◆ Data supplied:
** begin **
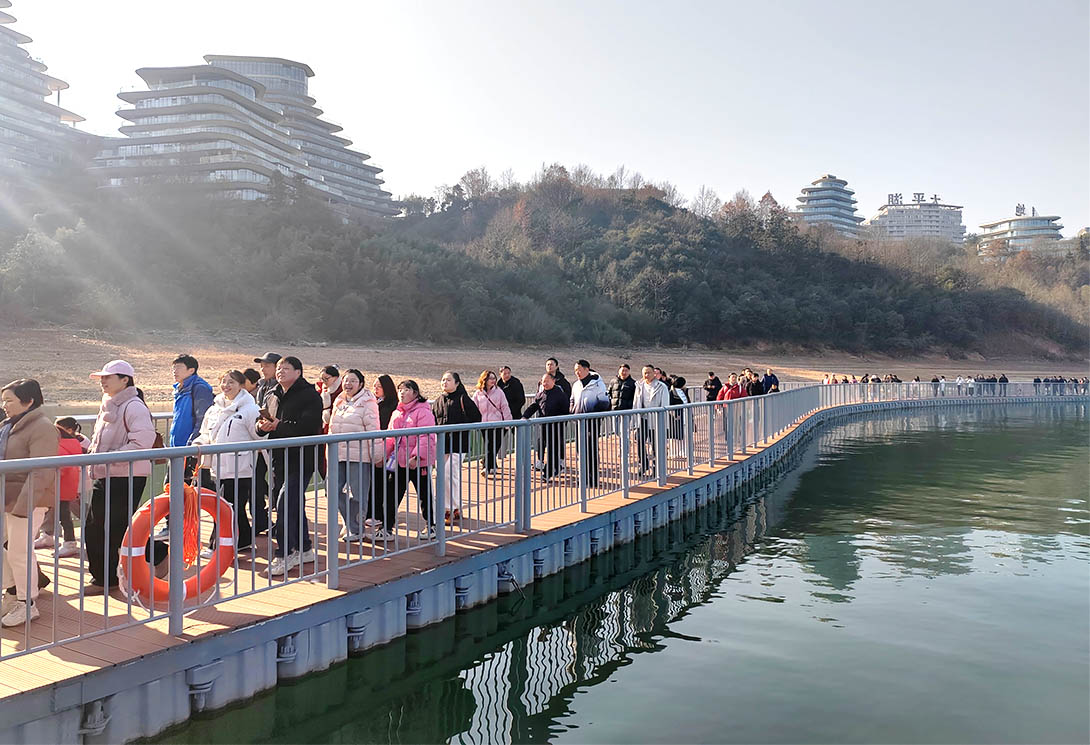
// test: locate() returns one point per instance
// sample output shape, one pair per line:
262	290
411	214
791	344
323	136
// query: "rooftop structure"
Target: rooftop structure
237	127
919	218
35	134
830	201
1021	230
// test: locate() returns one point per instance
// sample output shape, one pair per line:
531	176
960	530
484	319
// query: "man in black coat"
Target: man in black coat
513	391
549	401
712	386
621	389
298	413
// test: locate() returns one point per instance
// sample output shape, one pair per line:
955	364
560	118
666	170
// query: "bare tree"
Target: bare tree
706	202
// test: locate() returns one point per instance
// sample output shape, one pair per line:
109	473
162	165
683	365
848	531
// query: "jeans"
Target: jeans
104	536
290	511
354	495
238	497
397	483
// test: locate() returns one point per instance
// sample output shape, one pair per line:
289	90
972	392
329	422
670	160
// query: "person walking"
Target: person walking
298	415
25	432
492	403
355	409
453	406
651	393
549	401
589	395
712	386
622	389
513	391
192	398
770	382
266	363
124	423
232	418
409	459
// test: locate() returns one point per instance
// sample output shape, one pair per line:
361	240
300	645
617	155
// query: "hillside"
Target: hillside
553	262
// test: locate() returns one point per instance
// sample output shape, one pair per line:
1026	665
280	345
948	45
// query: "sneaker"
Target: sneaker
281	565
68	549
8	603
16	616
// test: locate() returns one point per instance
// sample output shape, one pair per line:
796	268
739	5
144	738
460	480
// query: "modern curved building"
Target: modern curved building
** end **
◆ What to produce:
Copy everything in the records above except the pictures, exactly as written.

◆ Result of the exercise:
// test: locate() returns one point per instance
// sample output shape, one pair per line:
262	290
411	214
791	344
323	136
// query: "rooftop structure"
Target: rooftop structure
237	127
919	218
35	134
830	201
1021	230
// test: locate() returns one point per instance
// sample output shape, one pair per line:
531	176
960	530
484	319
// query: "man in black coat"
Target: man in black coat
513	391
549	401
712	386
621	389
298	413
// test: locate() returns one point per instance
// sample output shape, one pair per line:
955	364
560	118
666	170
// query: "bare tree"
Target: bare tree
706	202
// test: locate() returns one point per instance
// sample output shape, one pair per line:
109	473
162	165
683	365
848	531
// query: "jeans"
Target: jeans
104	536
290	511
354	495
238	497
397	483
// test: locate() returns one point per instance
// sample output shape, one pair per line:
289	90
972	392
329	422
670	160
// query: "person walking"
Target: person walking
298	415
25	432
492	403
355	409
453	406
651	393
549	401
589	395
712	386
622	389
513	391
192	398
770	382
266	363
124	423
232	418
409	459
// test: locate() returns one point per instance
// sample output shape, one pair per line:
361	240
300	645
617	155
// query: "hillside"
Target: hillside
553	262
// test: locate() returns one point per instance
// sample output shape, one pair per line:
1026	665
280	345
948	45
// query: "sneaker"
Target: sneaker
281	565
68	549
8	603
16	616
// test: locate() returns one point per instance
// sample output shape, one pair per line:
796	268
739	5
144	738
460	480
// query: "modern curved building"
Target: modern curved building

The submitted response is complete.